## Instruction a
Answer these questions about the Stan lognormal example, one answer per line:
(i) What value is passed to np.random.seed?
(ii) What distribution does the model block assign to y?
(iii) How many chains does each sampling call use?

## Given text
──────

Here’s a toy example to illustrate the problem. I generate exponential data, then create a second dataset with some values forced to be very small.

N = 100
np.random.seed(123)
y = np.random.exponential(scale=1e8, size=N) + 1e8
df = pd.DataFrame(y, columns=['y'])
df1 = df.copy()
df1.loc[12:13, 'y'] = 1

model_data1 = {
  'N': len(df),
  'y': df['y'],
}
model_data2 = {
  'N': len(df1),
  'y': df1['y'],
}

This is how the data looks in df1; note that the minimum value is 1.

Stan code:

data {
  int<lower=1> N;
  vector[N] y;
}

parameters {
  real theta;
  real<lower=0> sigma;
}

model {
  y ~ lognormal(rep_vector(theta,N),sigma);
}

generated quantities {
    real y_rep[N] = lognormal_rng(rep_vector(theta,N), sigma);
}

Compile and get the posterior predictive density, first for the unaltered data:

sm = pystan.StanModel(model_code=model_code, verbose=True)

sm_fit1 = sm.sampling(data=model_data, iter=1000, chains=4)
ppc_data1 = az.from_pystan(posterior=sm_fit1, posterior_predictive=["y_rep"], observed_data=["y"])
ax = az.plot_ppc(ppc_data1, data_pairs={"y": "y_rep"})

Looks okay:
image

Now for the data with small values:

sm_fit2 = sm.sampling(data=model_data2, iter=1000, chains=4)
ppc_data2 = az.from_pystan(posterior=sm_fit2, posterior_predictive=["y_rep"], observed_data=["y"])
ax = az.plot_ppc(ppc_data2, data_pairs={"y": "y_rep"})

Whoa!


Note the scale of the x-axis.

──────

## Recorded data
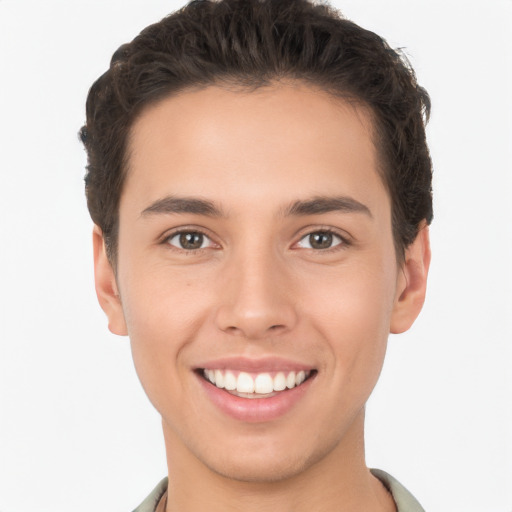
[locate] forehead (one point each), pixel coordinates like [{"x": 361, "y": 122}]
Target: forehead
[{"x": 278, "y": 144}]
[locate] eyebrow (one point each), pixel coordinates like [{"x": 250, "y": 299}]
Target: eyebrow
[
  {"x": 315, "y": 206},
  {"x": 173, "y": 204},
  {"x": 326, "y": 204}
]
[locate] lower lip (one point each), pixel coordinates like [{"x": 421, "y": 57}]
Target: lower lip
[{"x": 255, "y": 410}]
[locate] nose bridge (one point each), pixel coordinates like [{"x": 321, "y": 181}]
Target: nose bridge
[{"x": 255, "y": 300}]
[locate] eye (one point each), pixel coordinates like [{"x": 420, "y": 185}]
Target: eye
[
  {"x": 189, "y": 240},
  {"x": 320, "y": 240}
]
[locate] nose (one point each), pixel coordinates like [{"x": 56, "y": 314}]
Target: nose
[{"x": 256, "y": 298}]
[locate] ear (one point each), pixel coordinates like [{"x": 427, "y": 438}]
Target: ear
[
  {"x": 106, "y": 286},
  {"x": 412, "y": 283}
]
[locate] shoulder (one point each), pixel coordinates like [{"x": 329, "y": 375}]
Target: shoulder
[
  {"x": 405, "y": 501},
  {"x": 151, "y": 502}
]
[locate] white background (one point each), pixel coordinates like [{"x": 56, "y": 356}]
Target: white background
[{"x": 76, "y": 431}]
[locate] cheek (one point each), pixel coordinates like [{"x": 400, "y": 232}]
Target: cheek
[
  {"x": 164, "y": 312},
  {"x": 352, "y": 311}
]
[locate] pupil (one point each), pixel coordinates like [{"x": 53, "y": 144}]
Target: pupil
[
  {"x": 320, "y": 240},
  {"x": 191, "y": 240}
]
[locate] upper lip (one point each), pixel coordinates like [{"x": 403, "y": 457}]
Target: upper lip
[{"x": 254, "y": 364}]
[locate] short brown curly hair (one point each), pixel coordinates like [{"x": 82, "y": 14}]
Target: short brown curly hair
[{"x": 251, "y": 44}]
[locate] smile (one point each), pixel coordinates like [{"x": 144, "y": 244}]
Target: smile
[{"x": 255, "y": 385}]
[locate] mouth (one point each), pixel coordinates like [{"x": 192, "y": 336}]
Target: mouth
[{"x": 255, "y": 385}]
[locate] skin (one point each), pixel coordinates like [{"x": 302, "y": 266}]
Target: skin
[{"x": 257, "y": 288}]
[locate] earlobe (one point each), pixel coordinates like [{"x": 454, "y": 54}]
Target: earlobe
[
  {"x": 412, "y": 283},
  {"x": 106, "y": 286}
]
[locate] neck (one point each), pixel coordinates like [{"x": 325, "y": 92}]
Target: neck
[{"x": 337, "y": 482}]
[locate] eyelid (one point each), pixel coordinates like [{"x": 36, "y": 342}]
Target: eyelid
[
  {"x": 168, "y": 235},
  {"x": 346, "y": 240}
]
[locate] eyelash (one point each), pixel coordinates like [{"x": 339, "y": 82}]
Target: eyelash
[
  {"x": 344, "y": 241},
  {"x": 190, "y": 231}
]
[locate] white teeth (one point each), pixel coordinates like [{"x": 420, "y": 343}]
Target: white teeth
[
  {"x": 229, "y": 381},
  {"x": 219, "y": 379},
  {"x": 244, "y": 384},
  {"x": 300, "y": 378},
  {"x": 261, "y": 384},
  {"x": 279, "y": 382}
]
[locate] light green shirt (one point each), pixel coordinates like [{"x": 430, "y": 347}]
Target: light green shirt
[{"x": 405, "y": 501}]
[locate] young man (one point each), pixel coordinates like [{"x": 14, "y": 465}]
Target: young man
[{"x": 261, "y": 190}]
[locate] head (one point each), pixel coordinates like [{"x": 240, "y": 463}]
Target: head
[
  {"x": 249, "y": 45},
  {"x": 260, "y": 181}
]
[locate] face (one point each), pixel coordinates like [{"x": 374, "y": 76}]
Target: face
[{"x": 257, "y": 276}]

──────

## Instruction b
Reproduce the rows word for word, starting at the line that contains "[locate] smile (one" and ending at the last line of the rows, with both ends included.

## Exercise solution a
(i) 123
(ii) lognormal
(iii) 4

## Exercise solution b
[locate] smile (one point each), pixel coordinates like [{"x": 144, "y": 244}]
Target: smile
[{"x": 255, "y": 385}]
[locate] mouth (one point each), pixel coordinates like [{"x": 192, "y": 336}]
Target: mouth
[{"x": 255, "y": 385}]
[locate] skin (one point each), pixel coordinates like [{"x": 302, "y": 266}]
Target: skin
[{"x": 257, "y": 288}]
[locate] earlobe (one point each), pixel coordinates like [{"x": 454, "y": 54}]
Target: earlobe
[
  {"x": 412, "y": 283},
  {"x": 106, "y": 286}
]
[locate] neck (one point each), pixel coordinates like [{"x": 325, "y": 92}]
Target: neck
[{"x": 337, "y": 482}]
[locate] eyelid (one point each), pixel coordinates like [{"x": 36, "y": 342}]
Target: eyelid
[
  {"x": 168, "y": 235},
  {"x": 346, "y": 240}
]
[locate] eyelash (one point each), pixel coordinates like [{"x": 339, "y": 82}]
Target: eyelash
[
  {"x": 344, "y": 241},
  {"x": 190, "y": 231}
]
[locate] white teeth (one point each), pixel coordinates like [{"x": 420, "y": 343}]
Target: white teeth
[
  {"x": 229, "y": 381},
  {"x": 219, "y": 379},
  {"x": 244, "y": 384},
  {"x": 300, "y": 378},
  {"x": 261, "y": 384},
  {"x": 279, "y": 382}
]
[locate] light green shirt (one point each), pixel coordinates like [{"x": 430, "y": 347}]
Target: light green shirt
[{"x": 405, "y": 501}]
[locate] young man (one point each), pixel coordinates like [{"x": 14, "y": 465}]
Target: young man
[{"x": 261, "y": 190}]
[locate] head (one point each), pixel coordinates like [{"x": 240, "y": 463}]
Target: head
[
  {"x": 249, "y": 45},
  {"x": 260, "y": 181}
]
[locate] face (one point each), pixel coordinates like [{"x": 374, "y": 76}]
Target: face
[{"x": 257, "y": 276}]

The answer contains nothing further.